▶ TASK GOAL:
Return every record exactly as written.

Stored items:
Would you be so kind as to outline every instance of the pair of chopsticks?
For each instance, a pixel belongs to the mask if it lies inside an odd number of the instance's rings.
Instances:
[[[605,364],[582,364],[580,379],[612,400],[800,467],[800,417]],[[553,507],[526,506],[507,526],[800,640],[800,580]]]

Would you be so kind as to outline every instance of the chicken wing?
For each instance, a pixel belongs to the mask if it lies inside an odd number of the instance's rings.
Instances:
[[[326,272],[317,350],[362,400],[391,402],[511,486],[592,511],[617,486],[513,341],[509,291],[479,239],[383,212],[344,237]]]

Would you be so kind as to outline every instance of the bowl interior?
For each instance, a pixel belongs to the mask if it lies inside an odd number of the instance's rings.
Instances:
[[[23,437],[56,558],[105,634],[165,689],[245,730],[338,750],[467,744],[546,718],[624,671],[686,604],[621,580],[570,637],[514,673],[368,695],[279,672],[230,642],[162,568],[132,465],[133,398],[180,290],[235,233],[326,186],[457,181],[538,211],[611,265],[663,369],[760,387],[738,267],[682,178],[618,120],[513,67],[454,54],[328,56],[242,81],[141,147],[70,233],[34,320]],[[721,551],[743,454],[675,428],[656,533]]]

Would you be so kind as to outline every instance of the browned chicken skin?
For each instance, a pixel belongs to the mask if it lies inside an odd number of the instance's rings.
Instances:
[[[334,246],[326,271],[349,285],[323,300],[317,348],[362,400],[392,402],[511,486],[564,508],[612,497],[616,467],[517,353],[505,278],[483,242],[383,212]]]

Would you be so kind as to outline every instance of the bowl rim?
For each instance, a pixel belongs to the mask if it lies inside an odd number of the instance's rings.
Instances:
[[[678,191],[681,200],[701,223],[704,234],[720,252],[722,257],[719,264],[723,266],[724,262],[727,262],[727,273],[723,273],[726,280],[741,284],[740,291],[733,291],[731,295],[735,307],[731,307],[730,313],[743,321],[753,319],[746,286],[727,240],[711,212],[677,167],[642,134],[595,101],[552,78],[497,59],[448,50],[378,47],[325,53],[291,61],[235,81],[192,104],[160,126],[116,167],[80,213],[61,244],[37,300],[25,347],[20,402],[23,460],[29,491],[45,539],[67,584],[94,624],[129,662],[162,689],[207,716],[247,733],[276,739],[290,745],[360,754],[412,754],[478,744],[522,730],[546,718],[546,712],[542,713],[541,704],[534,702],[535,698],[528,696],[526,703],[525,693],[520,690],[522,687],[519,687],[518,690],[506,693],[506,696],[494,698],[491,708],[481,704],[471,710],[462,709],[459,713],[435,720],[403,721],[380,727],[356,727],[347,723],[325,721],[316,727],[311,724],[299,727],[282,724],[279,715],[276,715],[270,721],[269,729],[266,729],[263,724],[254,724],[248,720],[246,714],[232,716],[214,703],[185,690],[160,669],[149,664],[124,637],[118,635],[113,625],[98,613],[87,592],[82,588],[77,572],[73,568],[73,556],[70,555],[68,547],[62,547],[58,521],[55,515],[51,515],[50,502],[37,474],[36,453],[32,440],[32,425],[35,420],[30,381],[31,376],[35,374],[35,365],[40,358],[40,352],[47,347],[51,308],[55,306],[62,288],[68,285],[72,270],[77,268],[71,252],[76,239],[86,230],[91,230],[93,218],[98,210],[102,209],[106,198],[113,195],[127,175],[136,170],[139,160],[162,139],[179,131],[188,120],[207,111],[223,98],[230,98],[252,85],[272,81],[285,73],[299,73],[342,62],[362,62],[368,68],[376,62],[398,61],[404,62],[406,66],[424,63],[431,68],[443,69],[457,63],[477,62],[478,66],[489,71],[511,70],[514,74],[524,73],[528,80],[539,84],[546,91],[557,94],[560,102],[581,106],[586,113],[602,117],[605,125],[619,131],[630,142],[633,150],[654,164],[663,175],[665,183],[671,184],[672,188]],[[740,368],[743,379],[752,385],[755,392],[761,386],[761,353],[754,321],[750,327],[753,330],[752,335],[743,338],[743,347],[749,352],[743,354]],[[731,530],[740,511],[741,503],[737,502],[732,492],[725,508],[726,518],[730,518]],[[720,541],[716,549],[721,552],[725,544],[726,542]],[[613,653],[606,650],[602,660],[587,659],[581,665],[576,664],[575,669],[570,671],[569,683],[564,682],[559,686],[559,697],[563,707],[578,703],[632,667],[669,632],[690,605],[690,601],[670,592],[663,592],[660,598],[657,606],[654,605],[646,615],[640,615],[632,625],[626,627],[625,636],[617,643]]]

▶ EXERCISE ANSWER:
Would you be so kind as to outline every instance of the pair of chopsticks?
For each instance, a pixel belongs to the mask if it lies inside an odd number of the instance's rings.
Instances:
[[[605,364],[582,364],[580,379],[612,400],[800,467],[800,417]],[[553,507],[526,506],[507,526],[800,640],[800,580]]]

Would you be so kind as to outline every instance of the chicken wing?
For each instance, a pixel belongs to the mask if it lies inside an odd number of the instance's rings.
Instances:
[[[326,272],[317,350],[362,400],[391,402],[511,486],[592,511],[617,486],[513,341],[509,291],[479,239],[383,212],[344,237]]]

Would you be so kind as to outline every instance of the bowl interior?
For each instance, a pixel belongs to the mask if it lies inside an odd number of the instance's rings.
Instances:
[[[23,437],[56,558],[105,634],[165,689],[245,730],[338,750],[467,744],[546,718],[624,671],[686,604],[621,580],[570,637],[514,673],[368,695],[279,672],[230,642],[162,568],[132,465],[133,398],[180,290],[235,233],[326,186],[457,181],[538,211],[611,265],[663,369],[760,387],[738,267],[682,178],[618,120],[513,67],[454,54],[328,56],[242,81],[141,147],[70,233],[34,320]],[[721,551],[743,454],[675,428],[656,533]]]

Would you be so kind as to outline every instance of the browned chicken skin?
For each instance, a pixel belongs to the mask if it lies inside an odd number of the instance's rings.
Instances:
[[[334,246],[326,271],[349,285],[323,300],[317,348],[362,400],[392,402],[511,486],[564,508],[612,497],[616,467],[517,353],[505,278],[483,242],[383,212]]]

Would you be so kind as to outline every instance of the bowl rim?
For each instance, a pixel belongs to the mask if it lies inside an odd number of the instance's rings.
Instances:
[[[678,191],[681,200],[701,223],[704,234],[720,252],[722,257],[719,264],[723,266],[724,262],[727,262],[727,273],[723,273],[726,280],[741,284],[740,291],[733,291],[731,295],[735,307],[731,307],[730,313],[743,321],[753,319],[746,286],[727,240],[711,212],[677,167],[642,134],[595,101],[552,78],[497,59],[448,50],[378,47],[325,53],[291,61],[235,81],[192,104],[160,126],[116,167],[80,213],[61,244],[37,300],[25,347],[20,402],[23,460],[29,491],[45,539],[67,584],[94,624],[129,662],[162,689],[207,716],[247,733],[276,739],[290,745],[360,754],[412,754],[478,744],[522,730],[546,718],[546,712],[542,713],[541,704],[534,702],[535,698],[528,696],[526,703],[525,693],[520,690],[522,687],[519,687],[518,690],[506,693],[506,696],[494,698],[491,708],[481,704],[471,710],[462,709],[459,713],[435,720],[403,721],[380,727],[356,727],[347,723],[325,721],[316,727],[311,724],[299,727],[282,724],[279,715],[276,715],[270,721],[269,729],[266,729],[263,724],[254,724],[248,720],[246,714],[232,716],[214,703],[185,690],[160,669],[149,664],[124,637],[118,635],[113,625],[98,613],[87,592],[82,588],[77,572],[73,568],[73,556],[70,555],[68,547],[62,547],[58,521],[55,515],[51,515],[50,502],[37,474],[36,453],[32,440],[32,425],[35,420],[30,381],[31,376],[35,374],[35,365],[40,358],[40,352],[47,347],[51,308],[55,306],[62,288],[68,285],[72,270],[77,268],[71,252],[76,239],[86,230],[91,230],[93,218],[98,210],[102,209],[106,198],[113,195],[127,175],[136,170],[139,160],[162,139],[179,131],[188,120],[207,111],[223,98],[230,98],[252,85],[272,81],[285,73],[299,73],[342,62],[362,62],[368,68],[376,62],[398,61],[404,62],[406,66],[424,63],[431,68],[443,69],[457,63],[477,62],[478,66],[489,71],[511,70],[514,74],[524,73],[528,80],[539,84],[546,91],[557,94],[560,102],[581,106],[586,113],[602,117],[605,125],[619,131],[630,142],[633,150],[654,164],[663,175],[665,183],[671,184],[672,188]],[[740,368],[743,379],[752,385],[755,392],[761,386],[761,353],[754,321],[750,327],[753,330],[752,335],[743,338],[743,347],[749,352],[743,354]],[[731,530],[740,511],[741,503],[737,502],[732,492],[725,508],[726,518],[730,518]],[[720,541],[716,549],[721,552],[725,544],[726,542]],[[613,653],[606,650],[602,660],[587,659],[581,665],[576,664],[575,669],[570,671],[569,683],[564,682],[559,686],[559,697],[563,707],[578,703],[632,667],[669,632],[690,605],[690,601],[670,592],[663,592],[660,598],[657,606],[654,605],[646,615],[640,615],[632,625],[626,627],[625,636],[617,643]]]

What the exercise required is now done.